--- Begin Data for this exercise ---

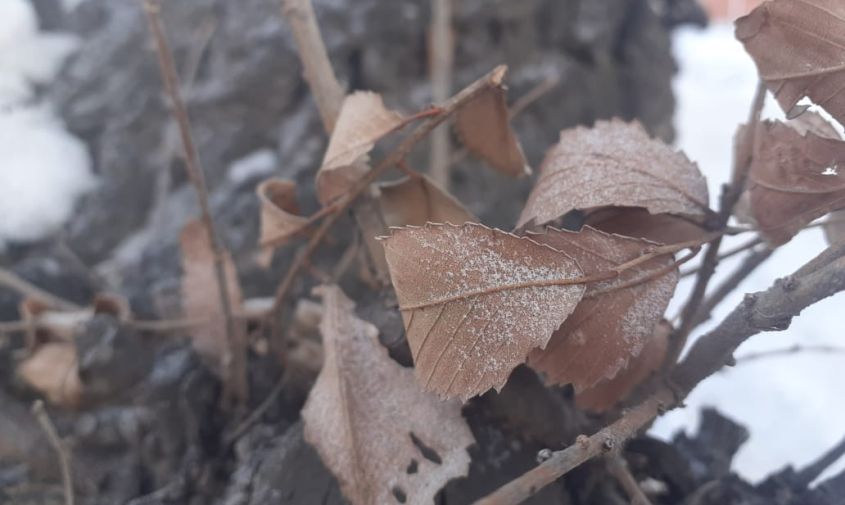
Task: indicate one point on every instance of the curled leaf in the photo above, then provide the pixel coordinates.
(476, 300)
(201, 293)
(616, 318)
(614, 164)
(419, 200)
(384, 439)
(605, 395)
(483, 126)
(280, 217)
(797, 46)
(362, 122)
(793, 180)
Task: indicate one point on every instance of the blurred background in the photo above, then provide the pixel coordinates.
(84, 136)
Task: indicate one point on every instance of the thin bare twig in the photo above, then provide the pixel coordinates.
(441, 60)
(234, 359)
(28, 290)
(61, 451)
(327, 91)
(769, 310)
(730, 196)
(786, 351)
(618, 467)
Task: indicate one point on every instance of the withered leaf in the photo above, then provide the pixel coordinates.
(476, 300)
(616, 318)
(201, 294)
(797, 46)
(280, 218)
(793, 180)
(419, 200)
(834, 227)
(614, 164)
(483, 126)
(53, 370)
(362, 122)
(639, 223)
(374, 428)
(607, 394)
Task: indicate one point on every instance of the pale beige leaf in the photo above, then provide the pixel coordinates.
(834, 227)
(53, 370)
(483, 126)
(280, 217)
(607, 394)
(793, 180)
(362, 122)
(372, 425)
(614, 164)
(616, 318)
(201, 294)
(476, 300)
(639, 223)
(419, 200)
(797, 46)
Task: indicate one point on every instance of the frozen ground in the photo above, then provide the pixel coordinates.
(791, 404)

--- End Data for this exercise ---

Problem statement | Rescale the rows from the line containing "Task: indicate one point on every instance of the pale" through the end of the rows, inclusive, and return only those lines. Reproduce every line, requests included, but multiply each coordinate in the answers by 1.2 and round it to the nearest whole number, rounding halves up.

Task output |
Task: indicate one point on every instance of the pale beige leaf in the photo above, then provide the pixel coordinates.
(1001, 272)
(64, 444)
(580, 151)
(336, 260)
(728, 473)
(952, 216)
(434, 146)
(446, 510)
(737, 197)
(739, 382)
(241, 353)
(571, 360)
(767, 268)
(503, 240)
(956, 55)
Task: indicate one point on every instance of the frozen ground in the photo above, then provide the pixel coordinates.
(949, 485)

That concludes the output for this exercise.